**Supplied text**
___

Re: Error in CSS1 test §7.1 (CSS2 language selector)

On Wed, 2004-06-09 at 15:20, Tantek Çelik wrote:
> On 6/9/04 8:24 AM, "Ben Winslow" <rain@bluecherry.net> wrote:

> I disagree.  The tests do not rely on the document language.  The tests make
> sure that the document language isn't incorrectly inferred/assumed.

> > I'm using a Gecko-based UA, and it appears that Gecko will match the
> > :lang pseudo-class using the languages configured for Accept-Languages
> > (pref intl.accept_languages) in the absence of a document-specified
> > language.  This seems like an acceptable behavior,
> 
> That is not acceptable behavior and is a bug.
> 
> Accept-Language is purely a client preference and has nothing to do with the
> document.
> 
> There are only two ways I know of offhand that the document language can be
> inferred.
> 
> 1. HTTP Header *response* Content-Language field
>     (or the <meta> http-equiv equivalent)
> 2. 'lang' attribute on an element, or if absent, the nearest ancestor with a
> 'lang' attribute, and if none, then inferred from 1.

While preparing a bug report for Mozilla, I noticed the last bullet in
the HTML 4.0 spec (§8.1.2 [1]) which I had previously overlooked.  The
section defines the inheritance hierarchy for language information as
follows:

An element inherits language code information according to the following
order of precedence (highest to lowest):

      * The lang attribute set for the element itself.

___

**Task set**
[1] Quote the stretch of the mailing-list message from "While preparing a" through "the element itself.".
[2] Which specifications with a version number does the mailing-list message name?
None of the items are needed for the work on the mailing-list message.

**Extracted material**

___

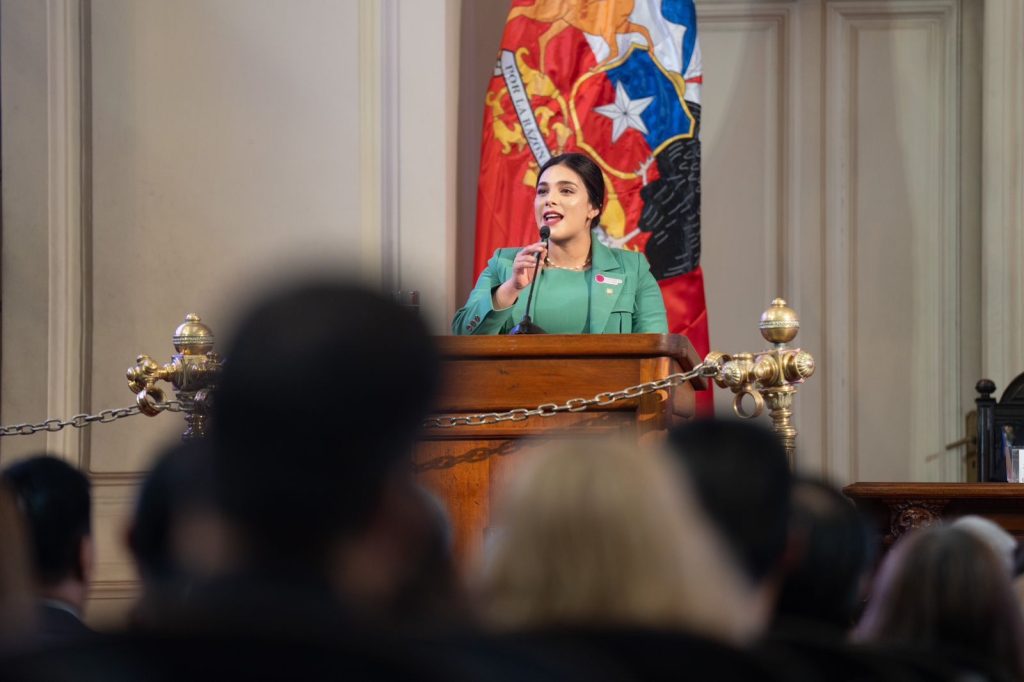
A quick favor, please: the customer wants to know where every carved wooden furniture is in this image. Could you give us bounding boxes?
[414,334,706,560]
[843,482,1024,547]
[975,374,1024,482]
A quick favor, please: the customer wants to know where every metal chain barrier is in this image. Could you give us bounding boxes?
[0,400,181,437]
[423,363,720,429]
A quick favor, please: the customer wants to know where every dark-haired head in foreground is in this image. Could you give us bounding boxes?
[855,525,1024,680]
[668,419,792,619]
[128,439,228,624]
[0,455,94,641]
[213,281,439,610]
[776,477,874,632]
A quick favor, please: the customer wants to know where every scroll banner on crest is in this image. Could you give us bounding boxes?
[474,0,712,414]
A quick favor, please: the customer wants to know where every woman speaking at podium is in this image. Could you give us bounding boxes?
[452,154,669,335]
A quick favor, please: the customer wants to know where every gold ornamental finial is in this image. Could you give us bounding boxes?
[705,298,814,467]
[171,312,216,355]
[127,312,221,440]
[758,298,800,344]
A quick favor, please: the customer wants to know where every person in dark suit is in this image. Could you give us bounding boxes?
[452,154,669,335]
[2,455,94,644]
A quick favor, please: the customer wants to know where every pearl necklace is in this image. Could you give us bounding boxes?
[544,256,590,272]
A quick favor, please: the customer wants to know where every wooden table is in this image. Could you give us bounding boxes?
[843,483,1024,547]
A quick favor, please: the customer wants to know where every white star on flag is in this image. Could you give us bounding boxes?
[594,83,654,142]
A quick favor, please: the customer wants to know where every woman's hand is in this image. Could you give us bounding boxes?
[492,242,548,310]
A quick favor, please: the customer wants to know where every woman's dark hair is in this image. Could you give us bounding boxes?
[856,525,1024,679]
[775,477,876,632]
[537,152,604,227]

___

**Solutions to the tasks**
[1]
While preparing a bug report for Mozilla, I noticed the last bullet in
the HTML 4.0 spec (§8.1.2 [1]) which I had previously overlooked.  The
section defines the inheritance hierarchy for language information as
follows:

An element inherits language code information according to the following
order of precedence (highest to lowest):

      * The lang attribute set for the element itself.

[2] CSS1, CSS2, HTML 4.0